[本文]:
>>>>
朝鮮語専攻の卒業生の進路は就職と大学院への進学の2つに分かれます.東京外国語大学全体の就職率は80%ほどという数値が出ていますが,在外公館などへの勤務は2年ぐらいの契約制なので,この数値には含まれていません.実際には公表された数値以上のかなりの者が職に就いていると言えるでしょう.大学院は言語学系では東京外国語大学に進みますが,それ以外では近年は東京大学や一橋大学,横浜国立大学,東京都立大学,慶応大学などの大学院への進学も見られます.現在の4年生の1学年は35名ほど,1年生は30名ほどですが,大学院への進学者は毎年1-4名ほどで,残りは全て就職となっています.
就職先を見ると,金融,マスコミ,通信,運輸,製造,教育,ハイテク産業など,極めて多岐にわたっており,一概には言えません.卒業生に聞くと,実際に外国語を活用している場合は,英語と朝鮮語の両方,英語だけ,朝鮮語だけ,という場合に分かれるようです.韓国で勤務している卒業生もかなりの数に上ります.2年ほど前でしたか,女子学生の就職難が問題になっている折りに,東京の1チャンネルから12チャンネルのほとんどに朝鮮語専攻の女子学生が就職して週刊誌に取り上げられたこともありました.
上述の3つの選択コースのうち,どのコースを選ぶかということと就職先や就職率との相関関係はあまりないようです.ちなみに朝鮮言語学でこの1,2年の間に卒論を執筆した学生の就職先は,金融と情報通信,いわゆる大企業でした.いずれも女子学生です.
英語や朝鮮語の教職をとることも可能です.英語はもちろん,実際に朝鮮語を高校で教えている卒業生もあります.

Q:朝鮮語学専攻の大学院修了者の進路は?
大学院修了者は,これまでは皆ほとんど研究者への道を歩んでいます.これまでの朝鮮言語学専攻の修士課程修了者は12名ほどいますが,うち6名は大学の専任教官になっています.残りの修了者中4名は現在ソウルに留学中,1名は広告・情報関係の企業に就職しています.留学中の者を除くと,総数は少ないものの,大学の教員への就職率は100%という勘定になります.文学や歴史など他の朝鮮関係の専攻でも大学の専任教官を輩出しています.学部と大学院を通じた研究者養成という点では,大変な実績を上げていると言われています.世の中ではともすると学部からの就職だけが問題にされがちですが,研究者養成というこの点は,東京外国語大学は朝鮮語専攻だけでなく,他の専攻でも高く評価されています.また,修士課程修了者を求める企業や国際機関の要請が高まるにつれ,今後は研究者以外の道へ進む者ももっと現れるであろうと予想されます.
<<<<
名前付き対象指示レコード:
>>>>
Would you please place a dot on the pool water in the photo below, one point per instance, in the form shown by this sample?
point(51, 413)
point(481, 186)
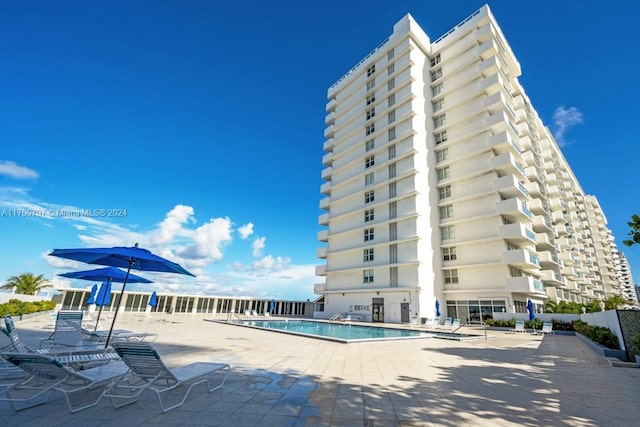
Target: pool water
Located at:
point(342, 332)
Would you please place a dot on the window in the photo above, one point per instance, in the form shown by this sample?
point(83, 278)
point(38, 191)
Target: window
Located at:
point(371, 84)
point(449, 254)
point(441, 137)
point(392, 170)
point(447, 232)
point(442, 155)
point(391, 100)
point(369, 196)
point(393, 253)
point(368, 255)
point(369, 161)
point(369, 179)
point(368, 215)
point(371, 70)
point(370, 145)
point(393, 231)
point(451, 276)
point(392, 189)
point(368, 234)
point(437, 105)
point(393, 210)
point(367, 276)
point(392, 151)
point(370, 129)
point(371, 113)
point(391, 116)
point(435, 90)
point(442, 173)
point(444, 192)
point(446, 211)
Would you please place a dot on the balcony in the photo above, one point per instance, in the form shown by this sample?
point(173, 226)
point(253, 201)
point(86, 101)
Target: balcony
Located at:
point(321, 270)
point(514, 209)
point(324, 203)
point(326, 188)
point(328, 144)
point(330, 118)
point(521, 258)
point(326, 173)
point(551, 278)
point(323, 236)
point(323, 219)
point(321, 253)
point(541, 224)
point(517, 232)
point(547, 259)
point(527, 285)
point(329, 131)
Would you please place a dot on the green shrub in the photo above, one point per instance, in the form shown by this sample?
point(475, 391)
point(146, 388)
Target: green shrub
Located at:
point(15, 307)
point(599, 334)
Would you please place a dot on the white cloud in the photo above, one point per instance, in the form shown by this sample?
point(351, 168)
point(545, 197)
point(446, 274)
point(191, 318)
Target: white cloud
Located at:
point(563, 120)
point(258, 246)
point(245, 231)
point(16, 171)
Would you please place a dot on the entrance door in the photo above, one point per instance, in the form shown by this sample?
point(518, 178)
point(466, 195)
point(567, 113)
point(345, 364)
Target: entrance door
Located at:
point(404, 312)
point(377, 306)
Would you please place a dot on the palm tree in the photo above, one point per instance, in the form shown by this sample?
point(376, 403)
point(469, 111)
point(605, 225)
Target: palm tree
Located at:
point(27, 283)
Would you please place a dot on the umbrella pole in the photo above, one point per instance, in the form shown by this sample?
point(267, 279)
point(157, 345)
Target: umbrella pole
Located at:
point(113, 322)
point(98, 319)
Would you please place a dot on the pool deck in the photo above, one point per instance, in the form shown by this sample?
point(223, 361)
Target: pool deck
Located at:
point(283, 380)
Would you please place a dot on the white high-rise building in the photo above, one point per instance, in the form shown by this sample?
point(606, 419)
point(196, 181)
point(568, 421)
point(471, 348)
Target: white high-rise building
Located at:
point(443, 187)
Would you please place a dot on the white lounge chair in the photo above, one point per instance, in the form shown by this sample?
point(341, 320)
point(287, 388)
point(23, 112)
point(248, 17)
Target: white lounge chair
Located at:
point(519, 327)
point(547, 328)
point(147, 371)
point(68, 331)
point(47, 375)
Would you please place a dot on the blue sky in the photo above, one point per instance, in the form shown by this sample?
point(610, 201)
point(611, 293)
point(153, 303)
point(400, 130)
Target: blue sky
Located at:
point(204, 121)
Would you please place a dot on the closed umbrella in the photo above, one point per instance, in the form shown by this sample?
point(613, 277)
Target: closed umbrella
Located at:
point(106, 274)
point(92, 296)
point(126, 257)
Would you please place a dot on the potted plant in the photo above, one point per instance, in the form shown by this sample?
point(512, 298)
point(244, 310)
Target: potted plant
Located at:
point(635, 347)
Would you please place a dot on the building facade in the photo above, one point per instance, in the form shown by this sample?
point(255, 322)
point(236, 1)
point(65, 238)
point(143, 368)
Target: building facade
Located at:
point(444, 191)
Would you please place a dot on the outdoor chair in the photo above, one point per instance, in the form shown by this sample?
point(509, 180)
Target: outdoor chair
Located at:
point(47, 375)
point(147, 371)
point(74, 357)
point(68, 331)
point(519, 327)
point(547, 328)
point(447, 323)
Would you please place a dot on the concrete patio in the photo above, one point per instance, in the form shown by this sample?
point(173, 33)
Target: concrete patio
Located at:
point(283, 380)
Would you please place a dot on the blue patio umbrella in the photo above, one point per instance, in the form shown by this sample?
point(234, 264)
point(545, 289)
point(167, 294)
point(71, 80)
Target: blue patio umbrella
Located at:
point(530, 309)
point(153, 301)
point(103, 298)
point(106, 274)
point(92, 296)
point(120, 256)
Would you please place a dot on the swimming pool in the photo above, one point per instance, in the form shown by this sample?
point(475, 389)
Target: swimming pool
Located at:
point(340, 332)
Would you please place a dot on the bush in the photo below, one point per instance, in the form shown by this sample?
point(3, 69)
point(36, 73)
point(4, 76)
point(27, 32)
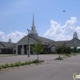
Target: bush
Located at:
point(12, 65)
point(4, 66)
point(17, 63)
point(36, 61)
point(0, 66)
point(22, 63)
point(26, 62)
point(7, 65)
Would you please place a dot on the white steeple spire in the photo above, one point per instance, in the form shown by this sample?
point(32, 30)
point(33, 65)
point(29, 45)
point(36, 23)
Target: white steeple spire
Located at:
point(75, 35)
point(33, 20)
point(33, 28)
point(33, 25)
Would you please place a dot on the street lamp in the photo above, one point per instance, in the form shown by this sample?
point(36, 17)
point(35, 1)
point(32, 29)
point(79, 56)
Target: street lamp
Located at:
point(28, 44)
<<<<
>>>>
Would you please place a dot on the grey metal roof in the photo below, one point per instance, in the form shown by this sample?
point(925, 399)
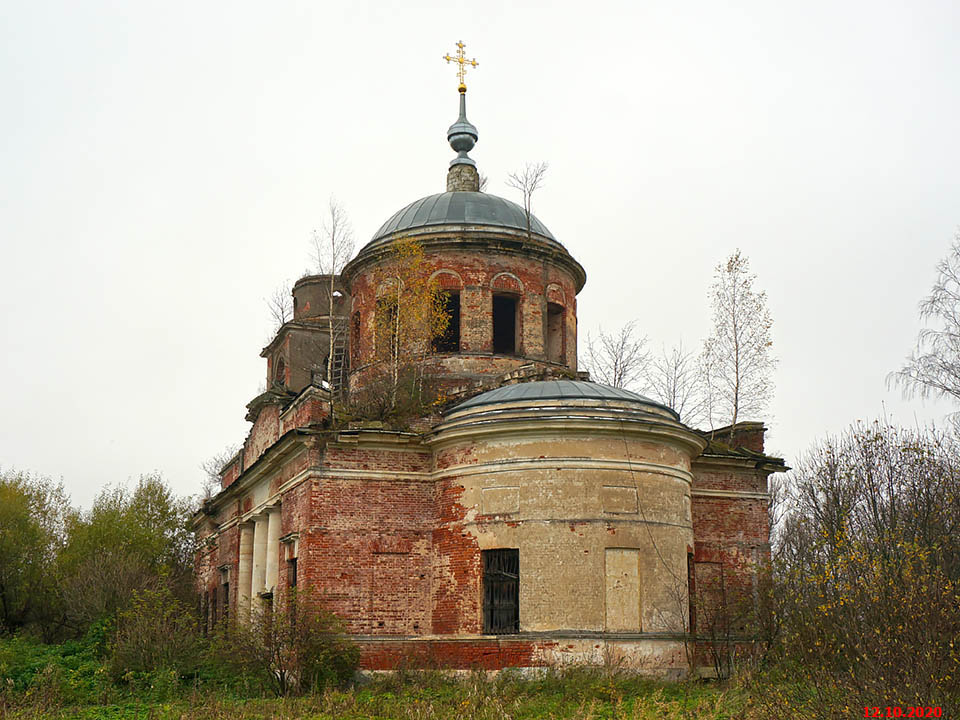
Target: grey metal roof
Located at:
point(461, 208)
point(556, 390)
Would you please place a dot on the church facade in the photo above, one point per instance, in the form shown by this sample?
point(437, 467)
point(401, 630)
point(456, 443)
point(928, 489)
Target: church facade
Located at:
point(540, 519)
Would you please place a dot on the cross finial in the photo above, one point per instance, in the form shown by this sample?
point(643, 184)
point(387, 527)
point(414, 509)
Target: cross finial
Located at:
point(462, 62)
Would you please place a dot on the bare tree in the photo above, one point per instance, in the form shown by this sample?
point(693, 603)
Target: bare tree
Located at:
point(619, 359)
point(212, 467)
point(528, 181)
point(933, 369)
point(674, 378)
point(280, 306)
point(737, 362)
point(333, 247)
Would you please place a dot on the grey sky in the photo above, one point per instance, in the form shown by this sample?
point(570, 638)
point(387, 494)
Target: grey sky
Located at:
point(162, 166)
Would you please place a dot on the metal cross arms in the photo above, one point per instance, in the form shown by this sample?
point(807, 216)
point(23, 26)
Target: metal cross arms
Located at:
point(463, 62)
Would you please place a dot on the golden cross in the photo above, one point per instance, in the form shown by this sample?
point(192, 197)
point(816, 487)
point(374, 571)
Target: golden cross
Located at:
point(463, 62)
<<<<
[課題 A]:
朝鮮語専攻の進路を述べた本文から、「就職先を見ると,金融,マスコ」から「した.いずれも女子学生です.」までを、両端を含めて書き写してください。
[課題 B]:
朝鮮語専攻の進路を述べた本文によれば、在外公館などへの勤務が大学の就職率の数値に含まれていないのはなぜですか。1～3文で説明してください。
[課題 C]:
朝鮮語専攻の卒業生と大学院修了者の進路を述べた本文を、最後の文の後から書き継いでください。

[解答 A]:
就職先を見ると,金融,マスコミ,通信,運輸,製造,教育,ハイテク産業など,極めて多岐にわたっており,一概には言えません.卒業生に聞くと,実際に外国語を活用している場合は,英語と朝鮮語の両方,英語だけ,朝鮮語だけ,という場合に分かれるようです.韓国で勤務している卒業生もかなりの数に上ります.2年ほど前でしたか,女子学生の就職難が問題になっている折りに,東京の1チャンネルから12チャンネルのほとんどに朝鮮語専攻の女子学生が就職して週刊誌に取り上げられたこともありました.
上述の3つの選択コースのうち,どのコースを選ぶかということと就職先や就職率との相関関係はあまりないようです.ちなみに朝鮮言語学でこの1,2年の間に卒論を執筆した学生の就職先は,金融と情報通信,いわゆる大企業でした.いずれも女子学生です.

[解答 B]:
在外公館などへの勤務は2年ぐらいの契約制だからです。そのため、実際には公表された数値以上のかなりの者が職に就いていると言えます。

[解答 C]:
Q:留学は?
朝鮮語専攻から韓国へ留学する学生は非常に多いと言えます.まず,大学から選抜して国費で送る留学生は,留学生交換協定を結んでいるソウル大学や延世大学へ3,4年次に留学します.年間1,2名ほどです.休学して1年留学すれば5年で卒業,休学しないで単位を認定してもらえば4年で卒業も可能です.このほか,ロータリー財団の奨学金やその他の財団の奨学金で留学をする場合もあります.私費でも多くの学生が留学しています.私費での留学でも,延世大学なら学費免除が恩恵が得られます.また,1年だけでなく,3ヶ月ほどの短期の語学研修留学に行く学生も数多くいます.3年生ぐらいで1年ほど留学して帰って,韓国人に間違われるほどにことばの運用能力が身についている学生もたくさんいます.2,3年の先輩後輩だけでも,おそらく常時5人から10人ほどはソウルにいるかもしれません.

Q:韓国からの留学生はどのくらいいるのか?
東京外国語大学には2002年度で4355人の学生がいますが,うち592人は留学生です.8人に1人が留学生なわけで,この比率は全国の大学中おそらく第一位だと思われます.そのうち173名が韓国からの留学生です.この数字は驚くべきです.朝鮮語を学ぶ日本語母語話者の数よりも多いのです.朝鮮語を学ぶ環境としては海外最高の環境にあるといえましょう.日本課程で日本語や日朝対照言語学を学ぶ学生もいれば,朝鮮語専攻に交換留学生として来ている学生もいます.また,韓国からの留学生だけでなく,朝鮮語を母語とする,中国の朝鮮族の留学生や,あるいはウズベキスタンのタシケント東洋学大学の朝鮮語専攻学生も来ています.

Q:本当に留学生たちと共に学べるのか?
大学の食堂や喫茶などに入れば,日本語の他に朝鮮語が必ずといってよいほど聞こえてきます.授業でも同じで,例えば「朝鮮語学概論」という授業などは,20数名ほどの学生のうち,3分の1が日本人学生で,3分の2は韓国人が占めています.日本語専攻の韓国人学生もいますし,中国の朝鮮族の学生もいます.在日韓国人・朝鮮人学生もいます.言語・情報コースを選択した学生なら,どの専攻でも「朝鮮語学概論」を選択することが可能だからです.この講義の半分は朝鮮語で行なっています.
また,学部の3,4年生から大学院生,教官たちまでが参加する「朝鮮語演習」という,朝鮮言語学のゼミは,留学生も日本語を母語とする学生も,皆,朝鮮語で発表し,朝鮮語で討論をしています.3年生が朝鮮語で発表するのは当然のこと最初は非常に難しいのですが,何度も発表や討論を繰り返すうちに聞き取れるようになり,発表も上手になってきます.日本語を母語とする学生から見れば,留学に行かずとも,東京外国語大学の大学空間は,いわば<疑似留学空間>とも言うべき様相を呈しているのです.このことは東京外国語大学の国際性を物語るものでしょう.様々な民族が集う<族際的な時空間>なのです.
最新の雑誌の「人事部長が評価する」大学のランクづけでは,東京外国語大学が「国際性」の点で,第2位に挙げられていましたが,上のような事実がその「国際性」を裏付けてくれるでしょう.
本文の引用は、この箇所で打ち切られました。